= About this task =
Among the records that follow, find the line with "wanted | a pin on every instance of the black" and the line with "wanted | a pin on every instance of the group". Set down those lines and all lines between them exactly, without adding anything.

= Given data =
————————
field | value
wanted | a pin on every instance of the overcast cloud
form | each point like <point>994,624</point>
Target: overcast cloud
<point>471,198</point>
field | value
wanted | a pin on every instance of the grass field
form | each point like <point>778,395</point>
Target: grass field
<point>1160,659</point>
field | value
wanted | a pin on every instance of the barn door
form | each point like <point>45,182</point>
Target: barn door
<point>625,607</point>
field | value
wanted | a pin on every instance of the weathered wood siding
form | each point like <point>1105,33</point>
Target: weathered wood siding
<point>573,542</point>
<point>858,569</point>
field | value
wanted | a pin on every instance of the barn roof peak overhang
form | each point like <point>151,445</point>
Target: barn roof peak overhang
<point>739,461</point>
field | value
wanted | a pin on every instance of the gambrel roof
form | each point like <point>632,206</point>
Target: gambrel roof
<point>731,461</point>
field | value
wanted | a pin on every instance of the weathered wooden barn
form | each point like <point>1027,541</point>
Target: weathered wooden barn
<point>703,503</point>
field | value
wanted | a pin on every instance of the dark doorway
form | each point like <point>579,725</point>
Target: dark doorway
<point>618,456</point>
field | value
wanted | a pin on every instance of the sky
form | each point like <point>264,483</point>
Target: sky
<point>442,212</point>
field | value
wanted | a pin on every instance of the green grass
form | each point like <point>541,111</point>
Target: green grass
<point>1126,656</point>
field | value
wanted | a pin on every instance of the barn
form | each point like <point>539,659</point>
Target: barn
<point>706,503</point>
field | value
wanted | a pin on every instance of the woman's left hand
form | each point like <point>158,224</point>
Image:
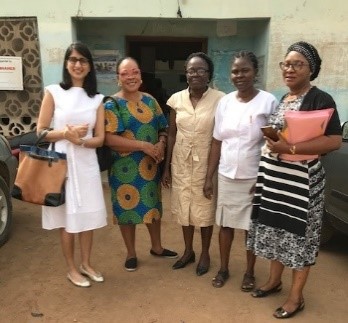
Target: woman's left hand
<point>280,147</point>
<point>159,151</point>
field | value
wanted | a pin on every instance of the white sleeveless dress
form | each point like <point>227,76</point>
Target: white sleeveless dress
<point>84,208</point>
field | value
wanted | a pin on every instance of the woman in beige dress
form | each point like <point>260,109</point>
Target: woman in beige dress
<point>190,133</point>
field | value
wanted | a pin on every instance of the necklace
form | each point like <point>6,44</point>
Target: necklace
<point>247,98</point>
<point>295,96</point>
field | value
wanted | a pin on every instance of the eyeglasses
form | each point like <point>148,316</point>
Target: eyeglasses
<point>126,73</point>
<point>297,66</point>
<point>73,60</point>
<point>198,71</point>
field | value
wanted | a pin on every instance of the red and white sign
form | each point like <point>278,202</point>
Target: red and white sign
<point>11,73</point>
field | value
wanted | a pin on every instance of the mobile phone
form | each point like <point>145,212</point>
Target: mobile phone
<point>270,132</point>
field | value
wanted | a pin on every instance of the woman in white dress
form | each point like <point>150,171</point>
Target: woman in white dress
<point>236,149</point>
<point>75,112</point>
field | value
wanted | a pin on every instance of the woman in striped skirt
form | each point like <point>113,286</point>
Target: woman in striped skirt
<point>289,196</point>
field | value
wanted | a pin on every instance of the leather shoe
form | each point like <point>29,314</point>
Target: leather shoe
<point>131,264</point>
<point>84,283</point>
<point>280,313</point>
<point>182,264</point>
<point>263,293</point>
<point>201,270</point>
<point>97,277</point>
<point>165,254</point>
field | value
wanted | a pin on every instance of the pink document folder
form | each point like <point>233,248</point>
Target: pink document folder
<point>301,126</point>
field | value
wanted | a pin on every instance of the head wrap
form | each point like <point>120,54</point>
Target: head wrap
<point>311,55</point>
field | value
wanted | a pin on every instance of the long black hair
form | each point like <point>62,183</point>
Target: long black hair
<point>90,81</point>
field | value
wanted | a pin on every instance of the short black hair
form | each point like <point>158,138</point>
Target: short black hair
<point>90,82</point>
<point>123,59</point>
<point>250,56</point>
<point>206,58</point>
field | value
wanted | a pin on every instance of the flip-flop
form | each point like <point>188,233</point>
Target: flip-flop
<point>220,279</point>
<point>248,283</point>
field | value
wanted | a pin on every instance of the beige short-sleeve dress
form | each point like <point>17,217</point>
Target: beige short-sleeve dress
<point>190,157</point>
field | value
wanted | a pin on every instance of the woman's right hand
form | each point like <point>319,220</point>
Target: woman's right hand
<point>166,178</point>
<point>150,149</point>
<point>81,129</point>
<point>208,189</point>
<point>71,134</point>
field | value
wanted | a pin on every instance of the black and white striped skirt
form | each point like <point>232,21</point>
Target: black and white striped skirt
<point>287,211</point>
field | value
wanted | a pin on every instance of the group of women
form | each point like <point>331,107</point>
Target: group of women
<point>219,166</point>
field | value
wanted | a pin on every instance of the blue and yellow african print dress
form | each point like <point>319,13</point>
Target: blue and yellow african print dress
<point>134,177</point>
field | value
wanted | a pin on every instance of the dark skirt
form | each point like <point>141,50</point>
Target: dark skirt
<point>287,211</point>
————————
= The completed task =
wanted | a pin on every instance of the black and white striped skirt
form | each point like <point>232,21</point>
Target: black and white striped skirt
<point>287,211</point>
field | value
wanted | a pin on every instance of the group of women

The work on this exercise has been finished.